_EXERCISE DESCRIPTION_.
Write the records out again, exactly as they stand below.

--- EXERCISE MATERIALS Enclosed Below ---

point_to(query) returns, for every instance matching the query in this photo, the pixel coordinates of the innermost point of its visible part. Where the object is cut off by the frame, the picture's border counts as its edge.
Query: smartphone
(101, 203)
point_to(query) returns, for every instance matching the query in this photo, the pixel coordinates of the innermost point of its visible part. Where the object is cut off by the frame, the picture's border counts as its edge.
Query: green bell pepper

--- End of Enclosed EXERCISE MATERIALS ---

_FINAL ANSWER_.
point_to(query) returns, for every instance matching the query in this photo, the pixel coordinates of the innermost point of its visible part. Where the object is cut off by the frame, the picture's border counts as its edge.
Query: smartphone
(101, 203)
point_to(query) returns, for every instance matching the query in this photo, the pixel coordinates of the innermost point of its visible part. Where the object is cut off by the frame, the picture's border counts as its edge.
Query: green bell pepper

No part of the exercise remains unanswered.